=== ESTRATTO DELLA PAGINA ===
- - - -
Nonostante retoriche conservatrici e narrazioni filo-unitarie, ad oggi la Libia è divisa in tre macro entità:

  • la Tripolitania, sede del governo riconosciuto dalla comunità internazionale con a capo Fayez al-Sarraj;
  • la Cirenaica, luogo di insediamento del ribelle e potentissimo generale Khalifa Haftar;
  • il Fezzan, un’enorme distesa sabbiosa ed isolata preda di bande armate, tribù berbere e trafficanti di uomini.

 

Oltre a ciò, quello che da alcuni anni si sta verificando su questi territori così aspramente contesi è una vera e propria proxy war, ovvero una guerra per procura dove nazioni sovrane appoggiano questo o quel candidato allo scopo di trarre i maggiori vantaggi geopolitici.

In tale ottica, si tenga presente che la Cirenaica di Haftar ha ottenuto ingenti aiuti dagli Emirati Arabi e dall’Egitto, oltre ad un supporto russo più sfumato. Proprio Mosca ha messo a disposizione del generale la rinomata Società Warner, una organizzazione paramilitare russa composta da militari mercenari ben addestrati (ideologicamente vicini al Cremlino) per svolgere i c.d. lavori “senza insegne”[1]. Inoltre, secondo un report redatto dagli esperti delle Nazioni Unite, la Russia avrebbe facilitato l’invio in Libia di uomini appartenenti ad una milizia alleata siriana, una forza lealista che ha sostenuto Bashar el-Assad e che è diventata la quinta colonna delle operazioni militari russe nell’area MENA (Middle East and North Africa)[2].
- - - -
=== VOCI ARCHIVIATE ===

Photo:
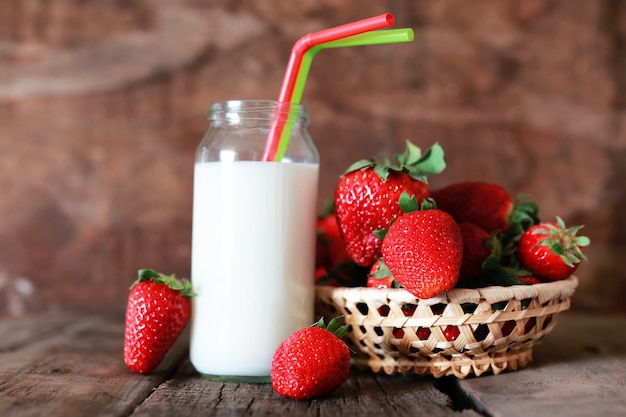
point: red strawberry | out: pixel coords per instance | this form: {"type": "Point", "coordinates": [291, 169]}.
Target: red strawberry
{"type": "Point", "coordinates": [475, 249]}
{"type": "Point", "coordinates": [311, 362]}
{"type": "Point", "coordinates": [366, 197]}
{"type": "Point", "coordinates": [551, 250]}
{"type": "Point", "coordinates": [487, 205]}
{"type": "Point", "coordinates": [380, 276]}
{"type": "Point", "coordinates": [158, 310]}
{"type": "Point", "coordinates": [423, 250]}
{"type": "Point", "coordinates": [451, 333]}
{"type": "Point", "coordinates": [529, 279]}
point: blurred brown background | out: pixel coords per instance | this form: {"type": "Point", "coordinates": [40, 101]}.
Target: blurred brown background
{"type": "Point", "coordinates": [102, 104]}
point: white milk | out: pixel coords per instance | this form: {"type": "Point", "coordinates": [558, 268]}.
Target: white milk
{"type": "Point", "coordinates": [253, 250]}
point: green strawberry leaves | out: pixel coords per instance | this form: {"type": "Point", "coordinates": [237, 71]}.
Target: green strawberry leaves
{"type": "Point", "coordinates": [171, 281]}
{"type": "Point", "coordinates": [563, 241]}
{"type": "Point", "coordinates": [417, 165]}
{"type": "Point", "coordinates": [334, 326]}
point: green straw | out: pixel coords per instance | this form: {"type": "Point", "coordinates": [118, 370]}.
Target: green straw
{"type": "Point", "coordinates": [376, 37]}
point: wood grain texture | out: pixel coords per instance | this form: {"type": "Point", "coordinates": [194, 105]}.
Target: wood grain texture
{"type": "Point", "coordinates": [73, 366]}
{"type": "Point", "coordinates": [579, 370]}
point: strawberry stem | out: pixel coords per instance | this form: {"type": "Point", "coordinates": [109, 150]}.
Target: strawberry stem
{"type": "Point", "coordinates": [171, 281]}
{"type": "Point", "coordinates": [412, 162]}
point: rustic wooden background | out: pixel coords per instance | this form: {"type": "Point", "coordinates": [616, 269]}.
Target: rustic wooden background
{"type": "Point", "coordinates": [102, 104]}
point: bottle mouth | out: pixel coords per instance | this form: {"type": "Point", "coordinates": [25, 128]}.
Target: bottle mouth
{"type": "Point", "coordinates": [236, 111]}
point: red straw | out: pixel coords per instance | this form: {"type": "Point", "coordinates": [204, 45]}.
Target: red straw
{"type": "Point", "coordinates": [297, 52]}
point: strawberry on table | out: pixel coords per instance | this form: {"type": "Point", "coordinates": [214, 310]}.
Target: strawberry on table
{"type": "Point", "coordinates": [423, 249]}
{"type": "Point", "coordinates": [312, 362]}
{"type": "Point", "coordinates": [366, 197]}
{"type": "Point", "coordinates": [551, 250]}
{"type": "Point", "coordinates": [487, 205]}
{"type": "Point", "coordinates": [158, 310]}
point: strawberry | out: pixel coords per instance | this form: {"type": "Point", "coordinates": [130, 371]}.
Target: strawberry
{"type": "Point", "coordinates": [551, 250]}
{"type": "Point", "coordinates": [380, 276]}
{"type": "Point", "coordinates": [423, 250]}
{"type": "Point", "coordinates": [158, 310]}
{"type": "Point", "coordinates": [312, 362]}
{"type": "Point", "coordinates": [487, 205]}
{"type": "Point", "coordinates": [475, 249]}
{"type": "Point", "coordinates": [366, 197]}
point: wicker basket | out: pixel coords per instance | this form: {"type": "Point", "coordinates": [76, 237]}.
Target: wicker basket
{"type": "Point", "coordinates": [462, 332]}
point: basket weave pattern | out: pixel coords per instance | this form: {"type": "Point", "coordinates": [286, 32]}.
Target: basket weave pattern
{"type": "Point", "coordinates": [461, 332]}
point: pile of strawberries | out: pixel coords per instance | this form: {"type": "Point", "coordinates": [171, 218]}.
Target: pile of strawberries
{"type": "Point", "coordinates": [389, 229]}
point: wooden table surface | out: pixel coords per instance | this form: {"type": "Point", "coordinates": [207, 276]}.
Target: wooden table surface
{"type": "Point", "coordinates": [73, 366]}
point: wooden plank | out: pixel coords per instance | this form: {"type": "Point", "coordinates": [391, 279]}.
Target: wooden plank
{"type": "Point", "coordinates": [579, 370]}
{"type": "Point", "coordinates": [77, 371]}
{"type": "Point", "coordinates": [15, 332]}
{"type": "Point", "coordinates": [363, 394]}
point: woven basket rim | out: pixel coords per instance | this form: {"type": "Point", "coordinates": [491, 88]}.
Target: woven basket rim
{"type": "Point", "coordinates": [544, 292]}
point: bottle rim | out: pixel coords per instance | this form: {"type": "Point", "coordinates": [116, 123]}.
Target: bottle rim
{"type": "Point", "coordinates": [238, 110]}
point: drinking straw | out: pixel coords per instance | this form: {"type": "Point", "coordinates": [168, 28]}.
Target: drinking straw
{"type": "Point", "coordinates": [297, 52]}
{"type": "Point", "coordinates": [376, 37]}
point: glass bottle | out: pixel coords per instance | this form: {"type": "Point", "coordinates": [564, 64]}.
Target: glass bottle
{"type": "Point", "coordinates": [253, 238]}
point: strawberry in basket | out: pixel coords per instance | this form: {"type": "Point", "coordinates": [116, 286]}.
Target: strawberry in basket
{"type": "Point", "coordinates": [366, 197]}
{"type": "Point", "coordinates": [551, 250]}
{"type": "Point", "coordinates": [423, 249]}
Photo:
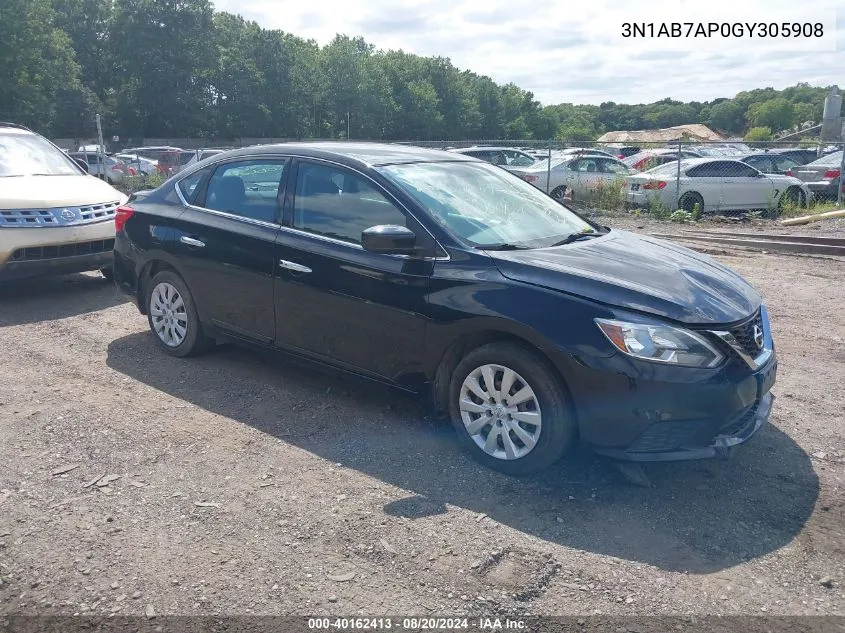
- - - -
=== COMPITO A ===
Riporta tutte le macro entità in cui, secondo l'estratto sulla Libia, il paese risulta oggi diviso.
=== COMPITO B ===
Prosegui l'estratto sulla guerra per procura in Libia, ripartendo subito dopo l'ultima frase riportata.

=== RISPOSTA A ===
Tripolitania, Cirenaica, Fezzan

=== RISPOSTA B ===
Anche la Tripolitania ha ricevuto e continua copiosamente a ricevere ingenti sostegni diplomatici e militari. Per i primi, si faccia riferimento alle Nazioni Unite e alla comunità internazionale che sostengono apertamente il governo di Tripoli come legittimo successore al governo dittatoriale di Gheddafi. Per i secondi, ci ha pensato la Turchia di Erdogan, sempre più desiderosa di espandersi nel Mediterraneo meridionale anche a spese degli interessi energetici dell’Italia. La presenza turca in quell’area non è certamente storia recente. Fin dai tempi di Solimano il Magnifico (1494 – 1566) gli Ottomani hanno controllato vasti territori costieri afferenti all’attuale Tripolitania[3]. Oggi, in linea con la politica neo-ottomana di un Erdogan sempre più in crisi di consensi interni, la Libia torna ad essere di moda in Turchia, questa volta non a Istanbul ma presso i palazzi del potere di Ankara. Negli ultimi mesi, centinaia di “consiglieri militari” di etnia turcomanna sono stati fatti affluire in Libia con funzione speculare ai mercenari russi che sostengono Haftar. In aggiunta a ciò, a novembre dello scorso anno il governo turco ha siglato un accordo di cooperazione militare con Tripoli, dove si trova il Governo di Accordo Nazionale libico (GNA), facendo scattare immediatamente Ankara ai primi posti nelle liste di preferenza tripolitane anche in chiave diplomatico-finanziaria.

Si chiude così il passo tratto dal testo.